* _WRITTEN EXERCISE_
Don't copy the pictures; return every other part of the records exactly.

* _SUPPLIED DATA_
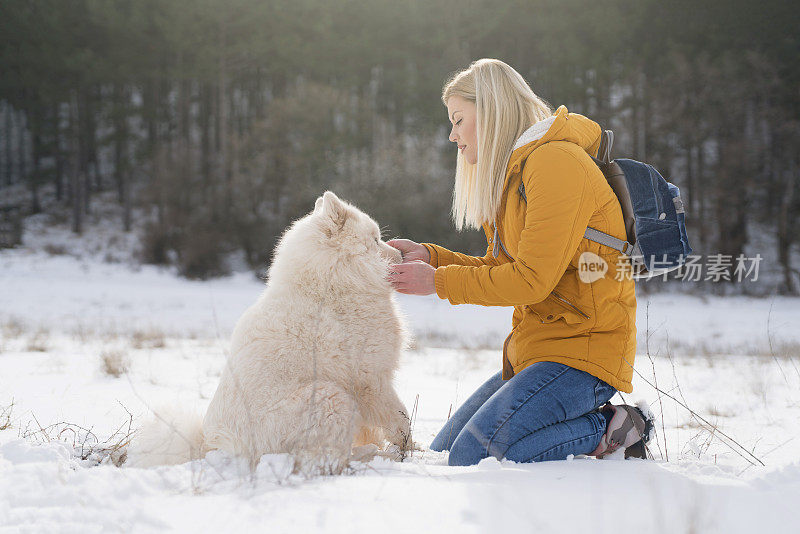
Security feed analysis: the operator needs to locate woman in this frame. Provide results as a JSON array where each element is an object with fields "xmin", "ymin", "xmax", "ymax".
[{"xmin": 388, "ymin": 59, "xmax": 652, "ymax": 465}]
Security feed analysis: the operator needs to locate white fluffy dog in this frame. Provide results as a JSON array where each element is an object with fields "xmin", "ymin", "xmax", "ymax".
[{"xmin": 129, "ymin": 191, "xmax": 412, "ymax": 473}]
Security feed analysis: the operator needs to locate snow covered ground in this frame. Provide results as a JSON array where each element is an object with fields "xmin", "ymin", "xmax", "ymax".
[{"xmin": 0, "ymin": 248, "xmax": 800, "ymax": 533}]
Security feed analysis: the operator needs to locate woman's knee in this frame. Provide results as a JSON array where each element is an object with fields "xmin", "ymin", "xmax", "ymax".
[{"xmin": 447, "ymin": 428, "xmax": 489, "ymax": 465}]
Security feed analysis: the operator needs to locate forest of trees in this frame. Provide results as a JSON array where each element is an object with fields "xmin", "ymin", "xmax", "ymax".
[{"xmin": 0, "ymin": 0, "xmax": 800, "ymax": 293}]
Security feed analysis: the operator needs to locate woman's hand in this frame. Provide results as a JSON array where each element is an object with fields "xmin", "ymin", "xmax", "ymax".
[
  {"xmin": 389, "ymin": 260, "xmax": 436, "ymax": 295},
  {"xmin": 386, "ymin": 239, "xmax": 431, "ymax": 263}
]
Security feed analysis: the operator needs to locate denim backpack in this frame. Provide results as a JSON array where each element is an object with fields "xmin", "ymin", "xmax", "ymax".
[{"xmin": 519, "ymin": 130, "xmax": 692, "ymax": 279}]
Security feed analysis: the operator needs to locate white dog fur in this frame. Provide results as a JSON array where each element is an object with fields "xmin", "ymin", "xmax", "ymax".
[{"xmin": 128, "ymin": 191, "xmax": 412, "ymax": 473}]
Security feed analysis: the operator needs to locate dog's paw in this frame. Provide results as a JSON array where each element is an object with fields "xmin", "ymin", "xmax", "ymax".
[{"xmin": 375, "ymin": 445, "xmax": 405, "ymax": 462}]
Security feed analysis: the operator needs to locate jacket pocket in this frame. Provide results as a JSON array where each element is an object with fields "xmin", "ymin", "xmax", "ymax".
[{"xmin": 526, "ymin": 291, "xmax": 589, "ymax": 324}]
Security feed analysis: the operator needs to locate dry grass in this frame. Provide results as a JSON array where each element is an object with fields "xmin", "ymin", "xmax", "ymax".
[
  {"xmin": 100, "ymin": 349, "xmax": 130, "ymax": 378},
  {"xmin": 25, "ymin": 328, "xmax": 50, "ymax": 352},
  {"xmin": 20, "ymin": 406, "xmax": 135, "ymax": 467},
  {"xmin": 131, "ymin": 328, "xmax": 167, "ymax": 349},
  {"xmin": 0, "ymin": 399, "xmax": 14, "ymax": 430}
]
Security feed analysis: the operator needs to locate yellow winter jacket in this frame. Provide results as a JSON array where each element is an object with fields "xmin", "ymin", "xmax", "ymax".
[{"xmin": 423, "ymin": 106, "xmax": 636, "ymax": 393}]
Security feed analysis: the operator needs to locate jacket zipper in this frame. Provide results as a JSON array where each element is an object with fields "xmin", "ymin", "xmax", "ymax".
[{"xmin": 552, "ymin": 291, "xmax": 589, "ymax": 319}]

* _CORRECT RESPONSE_
Security feed analysis: the operator needs to locate woman in this frame. Provide results as a JSON array where each element is an object with fields "xmin", "ymin", "xmax", "ymax".
[{"xmin": 388, "ymin": 59, "xmax": 652, "ymax": 465}]
Security feed analysis: the operator needs to locate white fluffy dog in this frame. Provide results as a JSON array where each element is an object with fields "xmin", "ymin", "xmax", "ymax".
[{"xmin": 129, "ymin": 191, "xmax": 412, "ymax": 473}]
Security feed analysis: the operator needs to locate snow covered ground in this frame. Provide results as a JSON array where each element is an object with fields "xmin", "ymin", "xmax", "ymax".
[{"xmin": 0, "ymin": 248, "xmax": 800, "ymax": 533}]
Security feed analysis: the operator needs to locate woman's knee in this frame. Provide results as a JSON array where each element is an object with fields "xmin", "ymin", "xmax", "ymax".
[{"xmin": 447, "ymin": 428, "xmax": 489, "ymax": 465}]
Security feed analysis: the operator needs to locate forest of trees in this frame. Provide results as a JSON array where each element is an object with fields "xmin", "ymin", "xmax", "ymax".
[{"xmin": 0, "ymin": 0, "xmax": 800, "ymax": 293}]
Security feed analysis: the operator needs to locate woman's hand in this frame. Provide results as a JSON array where each element is an object with fields "xmin", "ymin", "xmax", "ymax".
[
  {"xmin": 389, "ymin": 260, "xmax": 436, "ymax": 295},
  {"xmin": 386, "ymin": 239, "xmax": 431, "ymax": 263}
]
Security feed analysis: the operator needs to locate denim backpack in this frame. Provide results as a JSON array where each element is an object with fields "xmin", "ymin", "xmax", "ymax".
[{"xmin": 519, "ymin": 130, "xmax": 692, "ymax": 279}]
Security feed analysis: the operator needs to locate white dog fur in this frame. Provide results as a JSON array where each element is an object with fields "xmin", "ymin", "xmax", "ymax".
[{"xmin": 128, "ymin": 191, "xmax": 412, "ymax": 473}]
Security feed analysis: the operator needs to locate dog's paw in this frame. Provide results as a JSON array where each element is an object with fields "xmin", "ymin", "xmax", "ymax".
[{"xmin": 375, "ymin": 445, "xmax": 405, "ymax": 462}]
Security feed analysis: the operator needs to locate jacket pocket in this frame. Provide results as a JSON array where each element is an object with fields "xmin", "ymin", "xmax", "ymax".
[{"xmin": 526, "ymin": 291, "xmax": 589, "ymax": 324}]
Security feed analysis: the operator needs to locate dry grass in this frame. Provide results as a JSON array where each element is an object with fields "xmin", "ymin", "xmax", "ymax".
[
  {"xmin": 100, "ymin": 349, "xmax": 130, "ymax": 378},
  {"xmin": 25, "ymin": 328, "xmax": 50, "ymax": 352},
  {"xmin": 20, "ymin": 406, "xmax": 135, "ymax": 467},
  {"xmin": 131, "ymin": 328, "xmax": 167, "ymax": 349},
  {"xmin": 0, "ymin": 399, "xmax": 14, "ymax": 430}
]
Security feed analysis: the operator needs to locate yellow winter jacket in this frame. Provide results as a JSON array where each element is an object with fields "xmin", "ymin", "xmax", "ymax".
[{"xmin": 423, "ymin": 106, "xmax": 636, "ymax": 393}]
Security feed analysis: the operator needs to locate jacket zipper in this frame. Provide results as a JSON array where each element is an object with fields "xmin", "ymin", "xmax", "ymax".
[{"xmin": 552, "ymin": 291, "xmax": 589, "ymax": 319}]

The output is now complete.